■ DATA SUPPLIED ■
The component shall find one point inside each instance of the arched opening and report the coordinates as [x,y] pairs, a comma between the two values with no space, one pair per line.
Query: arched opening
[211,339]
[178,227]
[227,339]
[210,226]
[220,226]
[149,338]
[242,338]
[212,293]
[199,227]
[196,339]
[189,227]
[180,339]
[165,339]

■ WORK TO BE COMPLETED ■
The records above should be set down again word for word.

■ RESPONSE FOR THIS EXERCISE ■
The component shall find one point inside each instance of the arched opening and report the coordinates as [x,y] pairs, a comma between the two values with no space, one pair per line.
Query: arched opening
[211,339]
[178,227]
[227,339]
[210,226]
[220,226]
[149,338]
[242,338]
[212,293]
[199,227]
[196,339]
[189,227]
[180,339]
[165,339]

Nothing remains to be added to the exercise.